Given passage —
[Start of Attachment]
I asked her if she had a package for me. She said "Yes" with a sly grin.
She handed me my package of my new Minelab Explorer SE Pro. I said "Thanks!"

As I was pulling away, I glanced to see if she was looking at me. She was. LOL.

I'm charging the batteries now, though, I could put the Lithiums in her. No, not "her." I
mean the detector! LOL :lol:
 
Awesome Tony you should ask her out if you see her again and congrats on the Explorer. Please keep us updated as to what you find AND I want to know how the NEL Tornado coil works out for you. Please keep us posted on both fronts!
 
Explorer.se said:
Awesome Tony you should ask her out if you see her again and congrats on the Explorer. Please keep us updated as to what you find AND I want to know how the NEL Tornado coil works out for you. Please keep us posted on both fronts!

I've put the coil through its paces. It has found some modern quarters for me so far. I think it's too big for hunting in iron infested sights. It's better for less trashy sites.
[End of Attachment]
Explore the material —
[1] Quote the metal detector forum thread word for word, starting with "I asked her" and going on through "She was. LOL.".
[2] In the metal detector forum thread, what new detector was in the package handed over?

Supplied material —
[Start of Attachment]
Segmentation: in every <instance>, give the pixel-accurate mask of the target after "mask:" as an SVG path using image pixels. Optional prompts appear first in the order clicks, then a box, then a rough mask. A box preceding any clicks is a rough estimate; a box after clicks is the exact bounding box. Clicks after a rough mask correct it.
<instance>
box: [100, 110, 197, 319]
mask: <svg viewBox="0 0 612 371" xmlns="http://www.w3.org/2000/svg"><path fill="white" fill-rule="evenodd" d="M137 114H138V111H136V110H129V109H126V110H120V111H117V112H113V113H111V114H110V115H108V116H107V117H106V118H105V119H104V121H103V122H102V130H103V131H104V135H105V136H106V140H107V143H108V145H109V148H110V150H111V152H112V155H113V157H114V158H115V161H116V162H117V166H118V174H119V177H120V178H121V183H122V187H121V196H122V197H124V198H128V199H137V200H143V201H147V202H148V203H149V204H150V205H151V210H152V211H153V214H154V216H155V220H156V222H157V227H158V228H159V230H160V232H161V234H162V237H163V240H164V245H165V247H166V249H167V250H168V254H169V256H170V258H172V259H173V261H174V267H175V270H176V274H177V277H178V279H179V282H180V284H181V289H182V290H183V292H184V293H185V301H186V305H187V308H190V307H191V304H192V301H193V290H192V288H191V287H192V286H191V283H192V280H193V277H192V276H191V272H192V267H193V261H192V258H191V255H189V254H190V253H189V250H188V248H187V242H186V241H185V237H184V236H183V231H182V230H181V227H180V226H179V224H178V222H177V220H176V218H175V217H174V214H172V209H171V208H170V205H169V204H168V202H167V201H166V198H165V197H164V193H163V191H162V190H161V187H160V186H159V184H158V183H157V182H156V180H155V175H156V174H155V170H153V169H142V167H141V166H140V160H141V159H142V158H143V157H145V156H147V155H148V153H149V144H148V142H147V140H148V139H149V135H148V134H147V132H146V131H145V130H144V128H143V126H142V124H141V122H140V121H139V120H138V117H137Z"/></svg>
[End of Attachment]
Solutions by task —
[1]
I asked her if she had a package for me. She said "Yes" with a sly grin.
She handed me my package of my new Minelab Explorer SE Pro. I said "Thanks!"

As I was pulling away, I glanced to see if she was looking at me. She was. LOL.

[2] A Minelab Explorer SE Pro.